**Extrait du document:**
• San-Antonio, Du sirop pour les guêpes, Fleuve Noir, 1960

     San-Antonio, Du sirop pour les guêpes, Fleuve Noir, 1960

    Le commissaire San-Antonio sur la Côte d’Azur où il passe des vacances va être entrainé malgré lui dans une enquête plutôt embrouillée. Après avoir abordé une fille, une véritable sirène qui sort de la mer, grâce à son physique de cinéma, il la drague dans des conditions curieuses, et la retrouve dans une boite de nuit où il reconnait un pianiste qui lui fait passer un message avant de mourir empoisonné. Dès lors il rentre en relation avec la police locale et prend des initiatives qui le mènent à avoir connaissance de la mort de la fille d’un milliardaire grec et de son père. Il se fera envoyer par avion Bérurier qui va l’assister dans cette tâche et bien sûr il démasquera les coupables.

    En apparence, c’est un San-Antonio de série, et dans les années soixante et il n’avait pas encore atteint le degré de fluidité de sa langue. Il n’empêche que cet opus est intéressant à plus d’un titre. D’abord parce qu’il recycle un certains nombres de thèmes, ou encore il en inaugure certains thèmes qui reviendront dans les années suivantes.

**Tâches à réaliser:**
1. Résumez l'extrait du document en deux phrases.
2. D'après l'extrait du document, comment Bérurier rejoint-il San-Antonio ?

**Entrées du corpus:**
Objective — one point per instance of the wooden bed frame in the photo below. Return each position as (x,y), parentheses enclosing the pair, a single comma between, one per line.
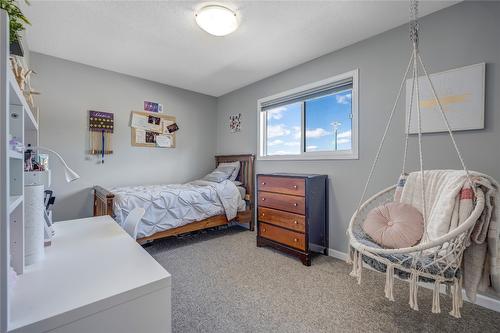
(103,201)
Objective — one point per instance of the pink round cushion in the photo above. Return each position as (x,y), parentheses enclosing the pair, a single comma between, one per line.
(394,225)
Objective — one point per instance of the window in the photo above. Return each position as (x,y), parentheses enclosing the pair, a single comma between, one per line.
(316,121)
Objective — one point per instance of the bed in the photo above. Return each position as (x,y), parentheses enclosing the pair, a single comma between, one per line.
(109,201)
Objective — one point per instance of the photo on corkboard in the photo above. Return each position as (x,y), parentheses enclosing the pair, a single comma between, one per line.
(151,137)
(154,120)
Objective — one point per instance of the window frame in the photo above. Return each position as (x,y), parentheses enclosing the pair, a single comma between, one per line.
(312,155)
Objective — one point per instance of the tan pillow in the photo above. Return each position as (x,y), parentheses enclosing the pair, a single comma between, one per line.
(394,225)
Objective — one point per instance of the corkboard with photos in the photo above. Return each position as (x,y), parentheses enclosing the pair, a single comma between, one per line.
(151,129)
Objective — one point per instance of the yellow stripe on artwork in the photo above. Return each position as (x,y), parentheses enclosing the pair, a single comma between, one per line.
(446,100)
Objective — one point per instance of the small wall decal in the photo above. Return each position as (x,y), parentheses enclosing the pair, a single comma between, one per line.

**Ensemble des réponses:**
1. En vacances sur la Côte d'Azur, le commissaire San-Antonio est entraîné malgré lui dans une enquête embrouillée après qu'un pianiste, reconnu dans une boîte de nuit, lui a fait passer un message avant de mourir empoisonné. Il apprend la mort de la fille d'un milliardaire grec et de son père, se fait envoyer Bérurier par avion et démasque les coupables ; ce volume, en apparence un San-Antonio de série, reste intéressant parce qu'il recycle certains thèmes et en inaugure d'autres qui reviendront les années suivantes.

2. San-Antonio se le fait envoyer par avion.